== Record list ==

○ ○ ○ ○

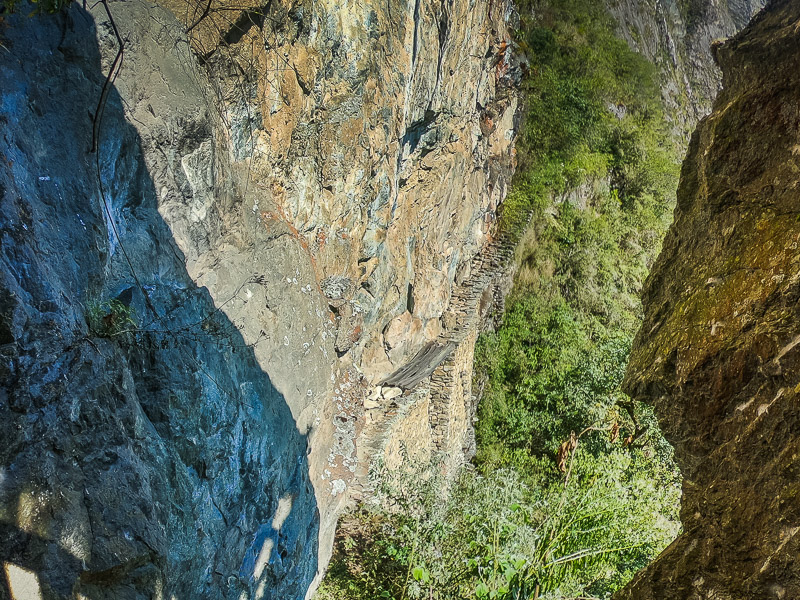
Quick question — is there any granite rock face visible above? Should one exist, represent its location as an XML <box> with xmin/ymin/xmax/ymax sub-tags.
<box><xmin>617</xmin><ymin>0</ymin><xmax>800</xmax><ymax>600</ymax></box>
<box><xmin>0</xmin><ymin>0</ymin><xmax>520</xmax><ymax>600</ymax></box>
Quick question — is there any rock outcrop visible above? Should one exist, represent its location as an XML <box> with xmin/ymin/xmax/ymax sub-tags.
<box><xmin>617</xmin><ymin>0</ymin><xmax>800</xmax><ymax>600</ymax></box>
<box><xmin>0</xmin><ymin>0</ymin><xmax>519</xmax><ymax>600</ymax></box>
<box><xmin>608</xmin><ymin>0</ymin><xmax>766</xmax><ymax>135</ymax></box>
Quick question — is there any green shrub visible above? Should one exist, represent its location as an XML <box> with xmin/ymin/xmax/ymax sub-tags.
<box><xmin>317</xmin><ymin>454</ymin><xmax>680</xmax><ymax>600</ymax></box>
<box><xmin>86</xmin><ymin>299</ymin><xmax>138</xmax><ymax>338</ymax></box>
<box><xmin>318</xmin><ymin>0</ymin><xmax>680</xmax><ymax>600</ymax></box>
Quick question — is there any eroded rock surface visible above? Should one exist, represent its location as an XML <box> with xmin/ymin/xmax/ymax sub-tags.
<box><xmin>0</xmin><ymin>0</ymin><xmax>519</xmax><ymax>600</ymax></box>
<box><xmin>607</xmin><ymin>0</ymin><xmax>766</xmax><ymax>129</ymax></box>
<box><xmin>618</xmin><ymin>0</ymin><xmax>800</xmax><ymax>600</ymax></box>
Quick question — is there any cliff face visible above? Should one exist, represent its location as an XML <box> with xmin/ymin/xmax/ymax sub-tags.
<box><xmin>618</xmin><ymin>0</ymin><xmax>800</xmax><ymax>599</ymax></box>
<box><xmin>608</xmin><ymin>0</ymin><xmax>766</xmax><ymax>133</ymax></box>
<box><xmin>0</xmin><ymin>0</ymin><xmax>516</xmax><ymax>599</ymax></box>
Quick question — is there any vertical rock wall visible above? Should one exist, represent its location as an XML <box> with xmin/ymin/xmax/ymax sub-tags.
<box><xmin>617</xmin><ymin>0</ymin><xmax>800</xmax><ymax>600</ymax></box>
<box><xmin>0</xmin><ymin>0</ymin><xmax>519</xmax><ymax>600</ymax></box>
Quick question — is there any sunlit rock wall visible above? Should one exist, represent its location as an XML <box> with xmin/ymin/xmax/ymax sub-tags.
<box><xmin>617</xmin><ymin>0</ymin><xmax>800</xmax><ymax>600</ymax></box>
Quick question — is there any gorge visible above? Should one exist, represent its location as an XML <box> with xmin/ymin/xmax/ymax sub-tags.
<box><xmin>0</xmin><ymin>0</ymin><xmax>800</xmax><ymax>600</ymax></box>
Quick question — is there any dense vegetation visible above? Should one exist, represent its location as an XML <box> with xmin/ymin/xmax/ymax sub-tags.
<box><xmin>318</xmin><ymin>0</ymin><xmax>680</xmax><ymax>600</ymax></box>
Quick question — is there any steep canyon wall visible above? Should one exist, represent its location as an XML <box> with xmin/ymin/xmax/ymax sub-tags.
<box><xmin>0</xmin><ymin>0</ymin><xmax>518</xmax><ymax>599</ymax></box>
<box><xmin>617</xmin><ymin>0</ymin><xmax>800</xmax><ymax>600</ymax></box>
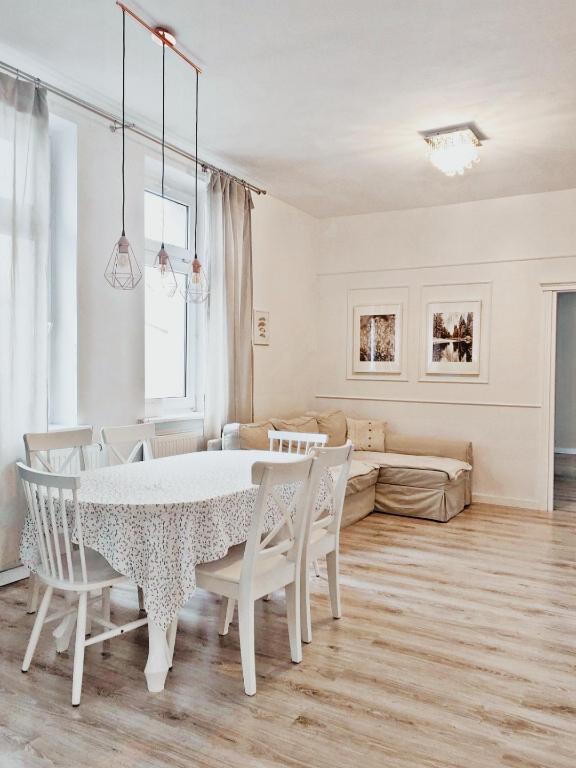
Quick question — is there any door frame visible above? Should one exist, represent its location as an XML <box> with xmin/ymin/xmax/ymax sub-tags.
<box><xmin>540</xmin><ymin>282</ymin><xmax>576</xmax><ymax>512</ymax></box>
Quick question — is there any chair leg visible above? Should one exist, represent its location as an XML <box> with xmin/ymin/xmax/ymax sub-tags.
<box><xmin>52</xmin><ymin>592</ymin><xmax>76</xmax><ymax>653</ymax></box>
<box><xmin>102</xmin><ymin>587</ymin><xmax>110</xmax><ymax>653</ymax></box>
<box><xmin>26</xmin><ymin>573</ymin><xmax>40</xmax><ymax>613</ymax></box>
<box><xmin>300</xmin><ymin>560</ymin><xmax>312</xmax><ymax>643</ymax></box>
<box><xmin>326</xmin><ymin>550</ymin><xmax>342</xmax><ymax>619</ymax></box>
<box><xmin>22</xmin><ymin>587</ymin><xmax>54</xmax><ymax>672</ymax></box>
<box><xmin>218</xmin><ymin>597</ymin><xmax>236</xmax><ymax>636</ymax></box>
<box><xmin>167</xmin><ymin>613</ymin><xmax>178</xmax><ymax>669</ymax></box>
<box><xmin>72</xmin><ymin>592</ymin><xmax>88</xmax><ymax>707</ymax></box>
<box><xmin>238</xmin><ymin>597</ymin><xmax>256</xmax><ymax>696</ymax></box>
<box><xmin>286</xmin><ymin>574</ymin><xmax>302</xmax><ymax>664</ymax></box>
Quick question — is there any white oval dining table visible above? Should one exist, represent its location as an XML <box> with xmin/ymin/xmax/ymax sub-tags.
<box><xmin>21</xmin><ymin>451</ymin><xmax>306</xmax><ymax>692</ymax></box>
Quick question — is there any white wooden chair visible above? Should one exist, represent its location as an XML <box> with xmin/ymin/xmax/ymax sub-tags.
<box><xmin>16</xmin><ymin>462</ymin><xmax>148</xmax><ymax>707</ymax></box>
<box><xmin>24</xmin><ymin>427</ymin><xmax>102</xmax><ymax>612</ymax></box>
<box><xmin>24</xmin><ymin>427</ymin><xmax>101</xmax><ymax>475</ymax></box>
<box><xmin>268</xmin><ymin>429</ymin><xmax>328</xmax><ymax>453</ymax></box>
<box><xmin>102</xmin><ymin>424</ymin><xmax>156</xmax><ymax>464</ymax></box>
<box><xmin>196</xmin><ymin>456</ymin><xmax>314</xmax><ymax>696</ymax></box>
<box><xmin>300</xmin><ymin>441</ymin><xmax>353</xmax><ymax>643</ymax></box>
<box><xmin>264</xmin><ymin>429</ymin><xmax>328</xmax><ymax>576</ymax></box>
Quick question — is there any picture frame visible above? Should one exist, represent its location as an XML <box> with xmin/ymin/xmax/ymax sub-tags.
<box><xmin>252</xmin><ymin>309</ymin><xmax>270</xmax><ymax>346</ymax></box>
<box><xmin>352</xmin><ymin>303</ymin><xmax>403</xmax><ymax>375</ymax></box>
<box><xmin>425</xmin><ymin>299</ymin><xmax>482</xmax><ymax>376</ymax></box>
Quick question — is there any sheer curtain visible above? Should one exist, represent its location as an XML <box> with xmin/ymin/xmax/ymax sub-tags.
<box><xmin>204</xmin><ymin>173</ymin><xmax>253</xmax><ymax>439</ymax></box>
<box><xmin>0</xmin><ymin>74</ymin><xmax>50</xmax><ymax>570</ymax></box>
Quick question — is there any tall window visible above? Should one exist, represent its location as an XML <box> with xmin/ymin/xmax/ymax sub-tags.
<box><xmin>144</xmin><ymin>175</ymin><xmax>204</xmax><ymax>416</ymax></box>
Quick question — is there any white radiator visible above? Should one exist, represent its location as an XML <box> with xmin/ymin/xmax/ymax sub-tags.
<box><xmin>152</xmin><ymin>432</ymin><xmax>198</xmax><ymax>459</ymax></box>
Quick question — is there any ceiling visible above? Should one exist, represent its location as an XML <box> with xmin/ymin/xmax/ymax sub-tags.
<box><xmin>0</xmin><ymin>0</ymin><xmax>576</xmax><ymax>217</ymax></box>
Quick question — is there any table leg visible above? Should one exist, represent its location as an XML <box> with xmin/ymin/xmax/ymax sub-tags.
<box><xmin>144</xmin><ymin>619</ymin><xmax>172</xmax><ymax>693</ymax></box>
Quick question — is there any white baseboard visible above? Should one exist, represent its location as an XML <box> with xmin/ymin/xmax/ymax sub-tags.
<box><xmin>472</xmin><ymin>493</ymin><xmax>543</xmax><ymax>509</ymax></box>
<box><xmin>0</xmin><ymin>565</ymin><xmax>30</xmax><ymax>587</ymax></box>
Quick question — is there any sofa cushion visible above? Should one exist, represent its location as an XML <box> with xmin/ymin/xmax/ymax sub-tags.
<box><xmin>354</xmin><ymin>451</ymin><xmax>472</xmax><ymax>480</ymax></box>
<box><xmin>386</xmin><ymin>432</ymin><xmax>472</xmax><ymax>464</ymax></box>
<box><xmin>238</xmin><ymin>421</ymin><xmax>274</xmax><ymax>451</ymax></box>
<box><xmin>346</xmin><ymin>461</ymin><xmax>379</xmax><ymax>496</ymax></box>
<box><xmin>346</xmin><ymin>419</ymin><xmax>386</xmax><ymax>451</ymax></box>
<box><xmin>378</xmin><ymin>467</ymin><xmax>454</xmax><ymax>489</ymax></box>
<box><xmin>306</xmin><ymin>410</ymin><xmax>348</xmax><ymax>448</ymax></box>
<box><xmin>272</xmin><ymin>416</ymin><xmax>318</xmax><ymax>432</ymax></box>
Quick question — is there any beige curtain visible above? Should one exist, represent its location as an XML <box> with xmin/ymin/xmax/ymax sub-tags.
<box><xmin>0</xmin><ymin>74</ymin><xmax>50</xmax><ymax>570</ymax></box>
<box><xmin>204</xmin><ymin>173</ymin><xmax>253</xmax><ymax>439</ymax></box>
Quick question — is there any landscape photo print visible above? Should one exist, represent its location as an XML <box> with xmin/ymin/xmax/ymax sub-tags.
<box><xmin>353</xmin><ymin>304</ymin><xmax>402</xmax><ymax>373</ymax></box>
<box><xmin>426</xmin><ymin>301</ymin><xmax>482</xmax><ymax>376</ymax></box>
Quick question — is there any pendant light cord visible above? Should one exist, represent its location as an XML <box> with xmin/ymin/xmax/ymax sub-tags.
<box><xmin>162</xmin><ymin>42</ymin><xmax>166</xmax><ymax>248</ymax></box>
<box><xmin>194</xmin><ymin>70</ymin><xmax>199</xmax><ymax>259</ymax></box>
<box><xmin>122</xmin><ymin>8</ymin><xmax>126</xmax><ymax>236</ymax></box>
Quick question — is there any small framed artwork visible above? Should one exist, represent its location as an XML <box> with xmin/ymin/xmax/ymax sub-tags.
<box><xmin>426</xmin><ymin>301</ymin><xmax>482</xmax><ymax>376</ymax></box>
<box><xmin>352</xmin><ymin>304</ymin><xmax>402</xmax><ymax>374</ymax></box>
<box><xmin>252</xmin><ymin>309</ymin><xmax>270</xmax><ymax>345</ymax></box>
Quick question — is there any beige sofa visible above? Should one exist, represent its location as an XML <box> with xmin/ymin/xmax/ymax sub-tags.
<box><xmin>207</xmin><ymin>411</ymin><xmax>472</xmax><ymax>527</ymax></box>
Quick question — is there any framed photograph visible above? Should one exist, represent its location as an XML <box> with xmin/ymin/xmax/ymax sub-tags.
<box><xmin>352</xmin><ymin>304</ymin><xmax>402</xmax><ymax>374</ymax></box>
<box><xmin>252</xmin><ymin>309</ymin><xmax>270</xmax><ymax>345</ymax></box>
<box><xmin>426</xmin><ymin>301</ymin><xmax>482</xmax><ymax>376</ymax></box>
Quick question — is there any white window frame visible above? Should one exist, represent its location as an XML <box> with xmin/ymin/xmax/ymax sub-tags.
<box><xmin>144</xmin><ymin>169</ymin><xmax>207</xmax><ymax>419</ymax></box>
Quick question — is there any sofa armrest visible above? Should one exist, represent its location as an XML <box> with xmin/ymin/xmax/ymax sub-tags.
<box><xmin>386</xmin><ymin>433</ymin><xmax>473</xmax><ymax>464</ymax></box>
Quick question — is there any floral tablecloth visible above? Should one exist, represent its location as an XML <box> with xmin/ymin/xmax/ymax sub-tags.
<box><xmin>20</xmin><ymin>451</ymin><xmax>316</xmax><ymax>629</ymax></box>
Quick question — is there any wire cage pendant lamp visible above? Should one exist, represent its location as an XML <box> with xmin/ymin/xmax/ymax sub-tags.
<box><xmin>154</xmin><ymin>39</ymin><xmax>178</xmax><ymax>297</ymax></box>
<box><xmin>183</xmin><ymin>70</ymin><xmax>210</xmax><ymax>304</ymax></box>
<box><xmin>104</xmin><ymin>9</ymin><xmax>142</xmax><ymax>291</ymax></box>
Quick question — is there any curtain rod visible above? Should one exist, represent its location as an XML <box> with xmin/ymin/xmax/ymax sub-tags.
<box><xmin>0</xmin><ymin>61</ymin><xmax>266</xmax><ymax>195</ymax></box>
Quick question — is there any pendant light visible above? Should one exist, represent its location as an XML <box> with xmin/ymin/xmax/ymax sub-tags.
<box><xmin>154</xmin><ymin>37</ymin><xmax>178</xmax><ymax>297</ymax></box>
<box><xmin>183</xmin><ymin>70</ymin><xmax>210</xmax><ymax>304</ymax></box>
<box><xmin>104</xmin><ymin>9</ymin><xmax>142</xmax><ymax>291</ymax></box>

○ ○ ○ ○

== Your objective ==
Beginning at the line containing "Quick question — is there any curtain", repeat each line exactly through the last line of the entries, and include no other lines.

== Written response ==
Quick question — is there any curtain rod visible above? Should one exist, represent its location as an XML <box> with xmin/ymin/xmax/ymax sub-tags.
<box><xmin>0</xmin><ymin>61</ymin><xmax>266</xmax><ymax>195</ymax></box>
Quick question — is there any pendant light visible above? Should one exist, represent its location as an XML <box> with xmin/ymin/xmax/ymax sub-tags.
<box><xmin>154</xmin><ymin>37</ymin><xmax>178</xmax><ymax>297</ymax></box>
<box><xmin>183</xmin><ymin>70</ymin><xmax>210</xmax><ymax>304</ymax></box>
<box><xmin>104</xmin><ymin>9</ymin><xmax>142</xmax><ymax>291</ymax></box>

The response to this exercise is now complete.